▼▼▼

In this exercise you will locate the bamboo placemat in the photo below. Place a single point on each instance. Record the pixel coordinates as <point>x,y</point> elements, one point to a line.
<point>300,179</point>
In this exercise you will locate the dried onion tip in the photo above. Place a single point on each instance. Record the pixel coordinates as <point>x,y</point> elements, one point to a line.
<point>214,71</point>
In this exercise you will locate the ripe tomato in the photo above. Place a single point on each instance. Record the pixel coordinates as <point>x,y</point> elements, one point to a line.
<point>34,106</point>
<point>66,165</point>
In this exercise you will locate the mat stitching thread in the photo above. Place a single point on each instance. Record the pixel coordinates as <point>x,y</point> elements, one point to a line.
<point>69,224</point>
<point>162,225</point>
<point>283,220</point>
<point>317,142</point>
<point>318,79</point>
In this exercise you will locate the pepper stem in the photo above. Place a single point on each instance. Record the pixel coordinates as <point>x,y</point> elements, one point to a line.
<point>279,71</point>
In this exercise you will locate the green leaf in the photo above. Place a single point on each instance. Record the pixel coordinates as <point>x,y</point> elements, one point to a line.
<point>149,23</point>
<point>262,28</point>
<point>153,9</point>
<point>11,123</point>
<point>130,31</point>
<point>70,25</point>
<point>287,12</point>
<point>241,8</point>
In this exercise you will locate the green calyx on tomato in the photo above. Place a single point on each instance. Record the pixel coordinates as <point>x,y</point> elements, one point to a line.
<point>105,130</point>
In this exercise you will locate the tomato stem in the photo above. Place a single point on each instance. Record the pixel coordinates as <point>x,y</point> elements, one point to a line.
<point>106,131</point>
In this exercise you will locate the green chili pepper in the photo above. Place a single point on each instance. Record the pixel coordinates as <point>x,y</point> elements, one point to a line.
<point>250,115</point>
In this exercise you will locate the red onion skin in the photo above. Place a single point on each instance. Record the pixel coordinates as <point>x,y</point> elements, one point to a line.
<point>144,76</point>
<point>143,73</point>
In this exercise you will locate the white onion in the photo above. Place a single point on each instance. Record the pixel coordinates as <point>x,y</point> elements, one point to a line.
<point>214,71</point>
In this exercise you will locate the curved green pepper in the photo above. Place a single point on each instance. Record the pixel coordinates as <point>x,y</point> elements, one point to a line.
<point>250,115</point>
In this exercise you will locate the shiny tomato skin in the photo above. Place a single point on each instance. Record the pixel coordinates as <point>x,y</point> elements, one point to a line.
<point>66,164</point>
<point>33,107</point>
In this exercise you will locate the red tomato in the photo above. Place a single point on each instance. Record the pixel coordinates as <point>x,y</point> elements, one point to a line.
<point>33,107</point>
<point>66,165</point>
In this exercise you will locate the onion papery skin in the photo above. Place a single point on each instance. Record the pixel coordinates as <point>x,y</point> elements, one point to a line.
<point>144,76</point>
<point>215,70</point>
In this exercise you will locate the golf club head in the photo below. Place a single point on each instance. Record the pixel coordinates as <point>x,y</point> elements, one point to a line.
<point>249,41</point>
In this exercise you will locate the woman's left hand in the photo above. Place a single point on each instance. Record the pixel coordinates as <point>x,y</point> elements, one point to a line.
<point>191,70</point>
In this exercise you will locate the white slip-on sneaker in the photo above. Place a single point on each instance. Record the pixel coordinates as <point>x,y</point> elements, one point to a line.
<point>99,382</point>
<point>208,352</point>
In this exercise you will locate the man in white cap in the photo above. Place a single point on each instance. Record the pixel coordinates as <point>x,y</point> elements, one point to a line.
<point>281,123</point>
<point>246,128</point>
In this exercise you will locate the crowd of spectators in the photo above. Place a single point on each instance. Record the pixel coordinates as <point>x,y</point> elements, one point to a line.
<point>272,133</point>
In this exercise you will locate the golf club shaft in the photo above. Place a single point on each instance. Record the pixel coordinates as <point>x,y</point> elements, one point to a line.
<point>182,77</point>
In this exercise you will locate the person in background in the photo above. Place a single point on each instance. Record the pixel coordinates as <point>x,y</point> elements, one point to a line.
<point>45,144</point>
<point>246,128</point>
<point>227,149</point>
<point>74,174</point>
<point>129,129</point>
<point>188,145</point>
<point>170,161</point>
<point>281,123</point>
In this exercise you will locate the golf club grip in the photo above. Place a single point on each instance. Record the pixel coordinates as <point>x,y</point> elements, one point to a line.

▲▲▲

▶ Description of the task: Please restate the material above exactly, line by line.

▶ Result of the task:
In this exercise you will locate the bamboo placemat in the photo below. Place a single point on each instance. Record the pixel coordinates as <point>x,y</point> elements, one point to a line.
<point>300,179</point>
In this exercise you will locate the dried onion tip in the photo above. Place a single point on each instance. Record the pixel coordinates as <point>x,y</point> elements, one point to a line.
<point>214,71</point>
In this exercise you will locate the ripe tomato in the photo above. Place a single point on each instance. Record the pixel coordinates as <point>x,y</point> elements, one point to a line.
<point>34,106</point>
<point>66,165</point>
In this exercise you will locate the mat stitching thread in the photo above. Place a single point on each instance. Record the pixel coordinates as <point>x,y</point> elements, one point to a line.
<point>69,224</point>
<point>162,225</point>
<point>283,220</point>
<point>317,142</point>
<point>318,79</point>
In this exercise you will locate the pepper stem in the photo above. Place a single point on each instance. Record the pixel coordinates as <point>x,y</point> elements, one point to a line.
<point>279,71</point>
In this exercise you will locate the green leaf in the photo above. Place a single point on each instance. Record the pixel coordinates as <point>x,y</point> elements, one point to a line.
<point>149,23</point>
<point>262,28</point>
<point>153,9</point>
<point>11,123</point>
<point>130,31</point>
<point>70,25</point>
<point>287,12</point>
<point>241,8</point>
In this exercise you will locate the green calyx on tomato in the photo above. Place a single point on each instance. Record the pixel coordinates as <point>x,y</point> elements, one point to a line.
<point>105,130</point>
In this exercise you will locate the tomato stem in the photo above. Place a single point on each instance. Record the pixel coordinates as <point>x,y</point> elements, one point to a line.
<point>106,131</point>
In this exercise you will locate the green chili pepper in the photo above. Place a single point on each instance. Record the pixel coordinates as <point>x,y</point> elements, one point to a line.
<point>250,115</point>
In this exercise you will locate the red onion skin in the photo above. Place a single point on each instance. Record the pixel coordinates as <point>x,y</point> elements, one point to a line.
<point>144,76</point>
<point>143,73</point>
In this exercise you will locate the white onion in the photo above. Place a single point on each instance. Record the pixel coordinates as <point>x,y</point> elements, one point to a line.
<point>214,71</point>
In this exercise you will locate the curved green pepper in the photo above. Place a single point on each instance. Record the pixel coordinates as <point>x,y</point> elements, one point to a line.
<point>250,115</point>
In this exercise you will locate the shiny tomato skin in the photo above. Place a single point on each instance. Record the pixel coordinates as <point>x,y</point> elements, one point to a line.
<point>66,164</point>
<point>33,107</point>
In this exercise you will locate the red tomato in the photo above. Place a single point on each instance. Record the pixel coordinates as <point>x,y</point> elements, one point to a line.
<point>33,107</point>
<point>66,165</point>
In this exercise you will locate the onion papery skin in the photo above. Place a single point on each instance. Record the pixel coordinates as <point>x,y</point> elements, one point to a line.
<point>144,76</point>
<point>215,70</point>
In this exercise you will locate the golf club head in the photo below. Place a single point on each instance. Record the pixel coordinates as <point>x,y</point> elements, one point to a line.
<point>249,41</point>
In this exercise you will locate the woman's left hand in the photo above. Place a single point on each instance. Record the pixel coordinates as <point>x,y</point> elements, one point to a line.
<point>191,70</point>
In this exercise you will locate the white slip-on sneaker in the photo above. Place a single point on each instance. Record the pixel coordinates as <point>x,y</point> elements, one point to a line.
<point>99,382</point>
<point>208,352</point>
In this exercise you will locate the man in white cap in the photo above. Place a single point on each instance. Record the pixel coordinates as <point>x,y</point> elements, one point to a line.
<point>281,123</point>
<point>246,128</point>
In this exercise you will locate the crowd of spectators in the photo above. Place a single point on each instance. Record the pixel coordinates as <point>x,y</point> elements, one point to a line.
<point>272,133</point>
In this exercise you will locate the golf club shaft in the photo above. Place a single point on each instance. Record the pixel coordinates as <point>x,y</point> elements, one point to a line.
<point>182,77</point>
In this exercise you will locate the person in background in the photo above. Place a single point on each instance. Record the pixel coordinates as <point>x,y</point> elements, one point to a line.
<point>45,144</point>
<point>246,128</point>
<point>227,149</point>
<point>74,174</point>
<point>129,129</point>
<point>188,145</point>
<point>170,161</point>
<point>281,123</point>
In this exercise you will locate the golf club grip in the photo above. Place a single point on each instance. Record the pixel coordinates as <point>x,y</point> elements, one point to a line.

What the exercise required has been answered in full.